Request ▸
Copy every line of the data below word for word, in the same order.

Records
-------

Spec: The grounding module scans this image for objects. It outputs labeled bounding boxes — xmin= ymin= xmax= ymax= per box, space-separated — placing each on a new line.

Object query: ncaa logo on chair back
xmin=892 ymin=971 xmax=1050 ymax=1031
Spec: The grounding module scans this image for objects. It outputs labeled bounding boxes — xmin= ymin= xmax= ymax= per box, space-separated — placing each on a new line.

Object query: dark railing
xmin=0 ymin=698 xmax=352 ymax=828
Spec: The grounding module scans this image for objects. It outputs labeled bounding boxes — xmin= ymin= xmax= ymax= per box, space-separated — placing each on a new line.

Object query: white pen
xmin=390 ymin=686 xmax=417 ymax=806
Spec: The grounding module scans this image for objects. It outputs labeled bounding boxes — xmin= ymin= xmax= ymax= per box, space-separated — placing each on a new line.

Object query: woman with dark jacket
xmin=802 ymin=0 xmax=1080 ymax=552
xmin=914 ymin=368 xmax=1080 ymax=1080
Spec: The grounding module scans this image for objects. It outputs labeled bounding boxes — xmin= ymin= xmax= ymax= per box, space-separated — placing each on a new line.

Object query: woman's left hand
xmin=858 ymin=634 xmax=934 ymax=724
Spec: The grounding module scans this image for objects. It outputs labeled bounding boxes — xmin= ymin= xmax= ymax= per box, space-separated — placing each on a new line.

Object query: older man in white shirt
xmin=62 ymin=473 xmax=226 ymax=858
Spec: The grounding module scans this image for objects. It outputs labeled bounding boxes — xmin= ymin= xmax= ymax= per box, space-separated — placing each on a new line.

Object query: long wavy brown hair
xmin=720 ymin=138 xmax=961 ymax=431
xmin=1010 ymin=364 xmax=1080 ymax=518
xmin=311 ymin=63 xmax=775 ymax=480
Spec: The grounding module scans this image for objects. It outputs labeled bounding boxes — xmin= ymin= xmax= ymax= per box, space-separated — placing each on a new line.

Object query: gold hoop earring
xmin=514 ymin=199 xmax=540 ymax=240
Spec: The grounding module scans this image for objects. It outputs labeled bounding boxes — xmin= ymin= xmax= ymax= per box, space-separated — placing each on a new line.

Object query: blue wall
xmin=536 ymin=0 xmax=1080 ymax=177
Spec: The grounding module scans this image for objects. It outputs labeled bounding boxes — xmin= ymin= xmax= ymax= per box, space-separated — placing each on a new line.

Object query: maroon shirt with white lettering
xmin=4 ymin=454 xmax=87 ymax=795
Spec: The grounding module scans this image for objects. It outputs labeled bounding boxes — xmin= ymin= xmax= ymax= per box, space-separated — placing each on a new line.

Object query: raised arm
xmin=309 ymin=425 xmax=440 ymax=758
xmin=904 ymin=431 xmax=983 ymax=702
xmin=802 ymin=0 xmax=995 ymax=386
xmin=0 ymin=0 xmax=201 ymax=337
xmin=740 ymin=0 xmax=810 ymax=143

-------

Correct result ▸
Spec: The grounding module scans this image for objects. It outputs labeled bounding boxes — xmin= ymin= xmax= ymax= per box, space-separated — placing each on a new line.

Object query: ncaa logo on chair back
xmin=892 ymin=971 xmax=1050 ymax=1031
Spec: The grounding module scans this image for objects. It outputs labeled bounding boxes — xmin= ymin= xmax= ymax= per box, space-separated — placing each on a new line.

Object query: dark railing
xmin=0 ymin=698 xmax=352 ymax=828
Spec: The grounding module scans this image for objects. It outputs labeled bounding boxes — xmin= ymin= xmax= ymax= per box, space-separated — placing each on a new line.

Object query: white pen
xmin=390 ymin=686 xmax=417 ymax=806
Spec: The grounding module scans this image for objects. It outputs labeled bounding boxes — xmin= ymin= xmax= ymax= per box, space-separated — placing each on a new line.

Object query: woman with dark jacket
xmin=802 ymin=0 xmax=1080 ymax=552
xmin=914 ymin=368 xmax=1080 ymax=1080
Spec: The grounding module scans this image for objects. It outputs labeled bounding boxes — xmin= ymin= xmax= ymax= per box, space-separated — placing each on a new line.

Object query: woman's left hand
xmin=858 ymin=634 xmax=934 ymax=724
Spec: The grounding module scans this image for objects. It outputs labeled bounding boxes — xmin= ymin= xmax= ymax= per box, space-separated — placing each on a new line.

Object query: older man in white shirt
xmin=62 ymin=473 xmax=226 ymax=858
Spec: The grounding module scans this image for objects. It outputs labeled bounding boxes — xmin= ymin= xmax= ymax= per box, space-separated — placing each on a new line.

Object query: long wavy brown hair
xmin=720 ymin=138 xmax=961 ymax=431
xmin=1010 ymin=364 xmax=1080 ymax=518
xmin=311 ymin=63 xmax=775 ymax=480
Spec: The grounding module scans this image for objects. It outputs labeled bounding boxes — xmin= ymin= xmax= ymax= per box, space-separated — placing each on a new line.

Object query: gold hoop earring
xmin=514 ymin=199 xmax=540 ymax=240
Spec: The grounding module scans this image for objects. It outputs labeled bounding boxes — xmin= ymin= xmax= ymax= per box, space-separated — placing each on a new line.

Object query: blue wall
xmin=536 ymin=0 xmax=1080 ymax=177
Spec: The grounding module scans this image for objects. It outputs labeled bounding boxes — xmin= ymin= xmax= ymax= per box, space-separated — placing each on a new line.

Object query: maroon shirt with white lettering
xmin=4 ymin=454 xmax=87 ymax=795
Spec: The grounding module scans this image for objects. It outputs labeled bounding boxes — xmin= ymin= xmax= ymax= per box, space-separated — placing each on a new line.

Object query: raised arm
xmin=309 ymin=425 xmax=440 ymax=758
xmin=904 ymin=431 xmax=983 ymax=702
xmin=802 ymin=0 xmax=995 ymax=386
xmin=0 ymin=0 xmax=201 ymax=337
xmin=740 ymin=0 xmax=810 ymax=143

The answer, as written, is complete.